In the forum thread below, reproduce word for word everything from "Honestly that's about" down to "their ancestral language.".

** Start Document segment **

It is 8%. EIGHT FUCKING PERCENT. Fuck all of these cracker libs.

Honestly that's about twice what I thought it was

[-] Tachanka@hexbear.net 31 points 1 year ago

Over 90% of Tibetan people still speak their ancestral language.

Also the PLA ended slavery in Tibet

[-] Balefirex@hexbear.net 85 points 1 year ago

https://redsails.org/masses-elites-and-rebels/

Let us look at a specific example. A claim like “There’s cultural genocide of Uyghurs in Xinjiang” is simply unreal to most Westerners, close to pure gibberish. The words really refer to existing entities and geographies, but Westerners aren’t familiar with them. The actual content of the utterance as it spills out is no more complex or nuanced than “China Bad,” and the elementary mistakes people make when they write out statements of “solidarity” make that much clear. This is not a complaint that these people have not studied China enough — there’s no reason to expect them to study China, and retrospectively I think to some extent it was a mistake to personally have spent so much time trying to teach them. It’s instead an acknowledgment that they are eagerly wielding the accusation like a club, that they are in reality unconcerned with its truth-content, because it serves a social purpose.

** End Document segment **
** Start Raw data **

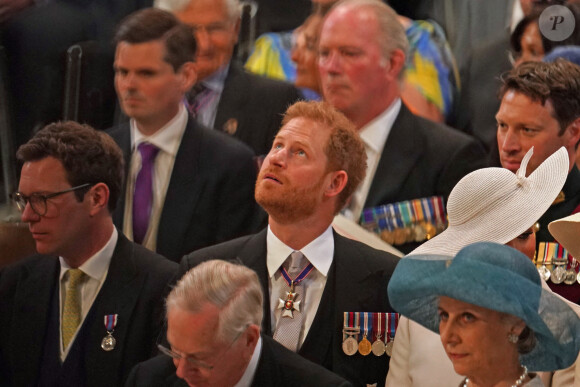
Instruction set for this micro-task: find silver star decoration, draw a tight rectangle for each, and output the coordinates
[276,291,300,318]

** End Raw data **

> Exercise solution:
Honestly that's about twice what I thought it was

[-] Tachanka@hexbear.net 31 points 1 year ago

Over 90% of Tibetan people still speak their ancestral language.